Please copy the records below word for word, leaving out the pictures.

################

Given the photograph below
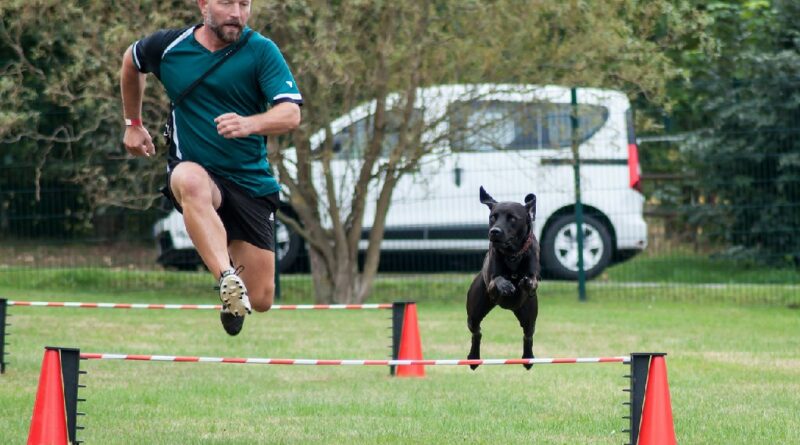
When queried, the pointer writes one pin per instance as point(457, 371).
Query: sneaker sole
point(235, 298)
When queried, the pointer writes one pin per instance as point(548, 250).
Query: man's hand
point(138, 142)
point(231, 125)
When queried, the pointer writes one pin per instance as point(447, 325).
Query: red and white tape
point(317, 362)
point(285, 307)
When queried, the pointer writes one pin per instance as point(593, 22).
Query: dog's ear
point(530, 205)
point(487, 199)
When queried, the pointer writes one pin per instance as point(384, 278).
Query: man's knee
point(189, 181)
point(263, 302)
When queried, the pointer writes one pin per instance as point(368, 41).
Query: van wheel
point(287, 246)
point(560, 247)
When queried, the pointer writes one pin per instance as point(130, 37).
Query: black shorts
point(245, 217)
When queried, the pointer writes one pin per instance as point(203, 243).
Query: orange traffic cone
point(657, 426)
point(410, 344)
point(49, 422)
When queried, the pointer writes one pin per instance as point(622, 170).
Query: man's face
point(226, 18)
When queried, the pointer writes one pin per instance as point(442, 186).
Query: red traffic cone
point(410, 344)
point(657, 426)
point(49, 422)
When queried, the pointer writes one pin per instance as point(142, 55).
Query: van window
point(351, 142)
point(498, 125)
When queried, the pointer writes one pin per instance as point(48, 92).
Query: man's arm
point(137, 139)
point(280, 119)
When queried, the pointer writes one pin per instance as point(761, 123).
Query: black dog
point(510, 274)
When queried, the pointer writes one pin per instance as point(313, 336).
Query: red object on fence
point(410, 344)
point(49, 421)
point(657, 425)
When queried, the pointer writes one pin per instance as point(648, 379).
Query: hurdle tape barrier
point(640, 372)
point(346, 362)
point(398, 314)
point(275, 307)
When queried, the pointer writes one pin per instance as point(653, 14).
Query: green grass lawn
point(734, 372)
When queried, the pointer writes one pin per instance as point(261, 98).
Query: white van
point(512, 140)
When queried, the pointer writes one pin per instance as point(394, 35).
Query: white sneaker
point(233, 293)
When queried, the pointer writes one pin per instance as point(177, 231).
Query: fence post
point(3, 306)
point(576, 165)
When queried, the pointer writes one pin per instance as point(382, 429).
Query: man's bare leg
point(199, 197)
point(258, 273)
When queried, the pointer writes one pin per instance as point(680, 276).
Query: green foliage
point(747, 159)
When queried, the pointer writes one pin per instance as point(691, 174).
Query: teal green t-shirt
point(254, 78)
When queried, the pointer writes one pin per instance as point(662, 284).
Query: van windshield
point(498, 125)
point(351, 142)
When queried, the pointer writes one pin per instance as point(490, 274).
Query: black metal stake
point(398, 314)
point(70, 371)
point(640, 367)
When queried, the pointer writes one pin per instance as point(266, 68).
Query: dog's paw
point(504, 287)
point(528, 285)
point(529, 365)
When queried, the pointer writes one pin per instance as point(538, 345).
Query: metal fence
point(721, 224)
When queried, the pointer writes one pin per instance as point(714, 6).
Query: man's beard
point(222, 33)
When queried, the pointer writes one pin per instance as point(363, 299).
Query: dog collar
point(524, 249)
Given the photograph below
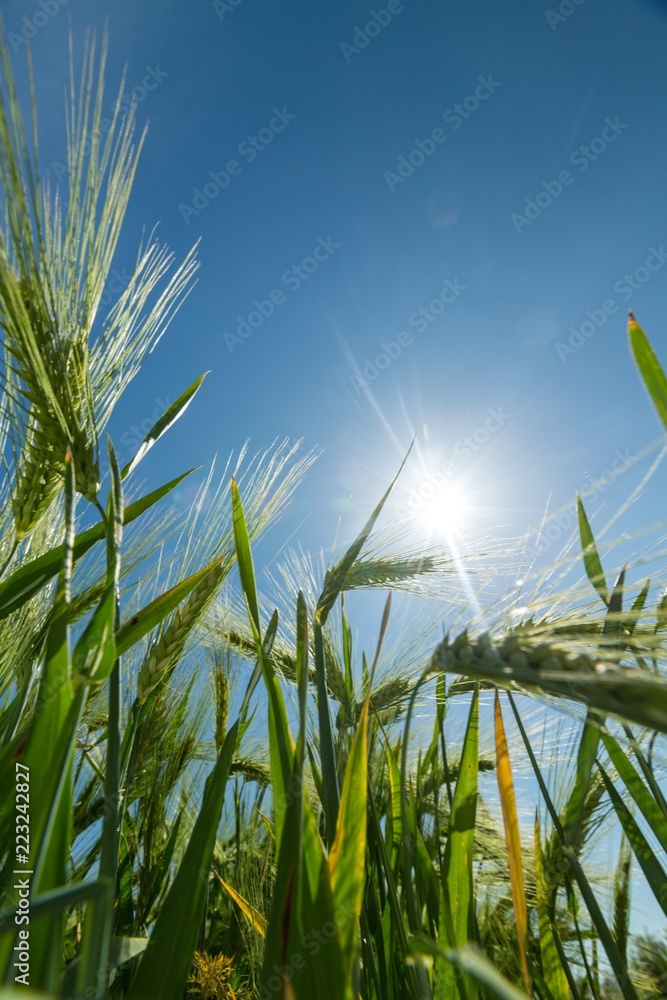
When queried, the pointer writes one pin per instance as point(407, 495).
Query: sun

################

**Completed task:**
Given the photograph below
When queried, the pointer writes one pin per instance as point(457, 371).
Query: sneaker sole
point(235, 298)
When queried, the pointer writes one pin per instance as point(548, 250).
Query: man's hand
point(138, 142)
point(231, 125)
When queried, the pointer writes one pin per instance as point(447, 325).
Query: red and white tape
point(317, 362)
point(285, 307)
When queried, the pointer writes one pin per instance as point(593, 22).
Query: dog's ear
point(530, 205)
point(487, 199)
When queried, the pointer writes one pin per instance as point(384, 278).
Query: man's knee
point(189, 181)
point(263, 302)
When queried, the pointer writes one pin per instance as point(368, 41).
Query: van wheel
point(287, 246)
point(560, 247)
When queried, the pointer writes one pin per instance as point(130, 37).
Query: black shorts
point(245, 217)
When queried, the pointer writes one pin per instance as point(203, 243).
Query: orange traffic cone
point(657, 426)
point(410, 344)
point(49, 422)
When queried, the pointer writes one pin per instance as point(622, 170).
Query: man's face
point(226, 18)
When queried, the pointer writes one pin per instance as point(442, 186).
Query: red traffic cone
point(410, 344)
point(657, 426)
point(49, 422)
When queried, the pointer writes one pin per instance as point(142, 55).
Query: van window
point(351, 142)
point(498, 125)
When queried, the pointer writes one pin per instance as point(48, 92).
Query: man's arm
point(137, 139)
point(280, 119)
When queried, the pointer writes one pin per instance as point(761, 123).
Query: black dog
point(510, 274)
When queried, the pointer writes one pin per instance as point(313, 336).
Query: red object on fence
point(410, 344)
point(49, 421)
point(657, 425)
When queried, the pointer writes one pin per instance as point(648, 379).
Query: hurdle tape barrier
point(640, 372)
point(346, 362)
point(398, 314)
point(275, 307)
When queried, the pointer writes one pin per instance as point(653, 14).
Query: green grass lawn
point(734, 372)
When queried, the pointer writes one pin per instance as point(261, 98).
Query: white van
point(512, 140)
When queried, the pointer writes one pin per instance as point(394, 35).
Query: white sneaker
point(233, 293)
When queried, the pointer writes one pin per instance as point(177, 231).
Query: fence post
point(3, 306)
point(576, 165)
When queried, the pointer writes one pin per instance as point(382, 429).
Query: man's bare leg
point(199, 197)
point(258, 273)
When queried, the pointer writes one pin per instance as point(680, 276).
Query: green foliage
point(747, 159)
When queried, the pointer writes one pin per instance as point(691, 174).
Query: teal green t-shirt
point(254, 78)
When queried, the pointer writes one pin per instance as point(662, 284).
Query: van windshield
point(498, 125)
point(351, 142)
When queried, the pointer writes one pin per instance as point(490, 274).
Query: black metal stake
point(398, 314)
point(70, 371)
point(640, 367)
When queried, the pointer writes one pin per instance as point(266, 68).
Query: dog's paw
point(504, 287)
point(528, 285)
point(529, 365)
When queried, the pointer writes one pin per instance as point(538, 345).
Query: metal fence
point(721, 224)
When queried, the pointer writes one pin per instance as point(714, 6).
Query: man's beard
point(222, 33)
When queried, the pointer writes one pin per instance as point(363, 299).
Query: dog collar
point(524, 249)
Given the photograph below
When queried, the pointer writes one pin per instance as point(407, 495).
Query: sun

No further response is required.